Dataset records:
++++

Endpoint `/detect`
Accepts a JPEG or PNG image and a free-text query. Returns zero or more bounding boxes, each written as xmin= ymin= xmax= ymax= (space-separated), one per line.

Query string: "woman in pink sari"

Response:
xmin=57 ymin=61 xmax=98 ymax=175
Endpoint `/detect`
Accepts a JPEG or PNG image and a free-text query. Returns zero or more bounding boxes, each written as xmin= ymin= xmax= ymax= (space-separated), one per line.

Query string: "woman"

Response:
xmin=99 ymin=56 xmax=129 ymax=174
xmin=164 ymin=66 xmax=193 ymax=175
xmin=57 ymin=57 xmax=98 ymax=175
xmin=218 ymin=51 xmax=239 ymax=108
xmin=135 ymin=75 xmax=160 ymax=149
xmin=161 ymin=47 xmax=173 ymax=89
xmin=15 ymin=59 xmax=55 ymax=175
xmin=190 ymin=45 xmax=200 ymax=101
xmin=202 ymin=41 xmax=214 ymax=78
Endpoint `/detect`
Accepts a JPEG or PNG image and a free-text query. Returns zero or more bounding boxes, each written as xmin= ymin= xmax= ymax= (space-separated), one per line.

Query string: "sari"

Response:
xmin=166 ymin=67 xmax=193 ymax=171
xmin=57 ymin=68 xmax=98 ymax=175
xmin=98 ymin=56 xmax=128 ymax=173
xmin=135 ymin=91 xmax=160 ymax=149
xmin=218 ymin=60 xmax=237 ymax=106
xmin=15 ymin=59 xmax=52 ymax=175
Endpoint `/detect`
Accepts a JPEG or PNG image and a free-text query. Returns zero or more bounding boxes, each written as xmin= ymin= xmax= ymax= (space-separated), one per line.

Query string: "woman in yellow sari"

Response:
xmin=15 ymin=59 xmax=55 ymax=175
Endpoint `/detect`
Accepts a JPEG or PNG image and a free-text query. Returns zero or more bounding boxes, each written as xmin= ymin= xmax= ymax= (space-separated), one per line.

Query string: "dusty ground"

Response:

++++

### Exercise prompt
Tally how many lines of the material above contain the word "sari" and reply with that number alone.

### Written solution
3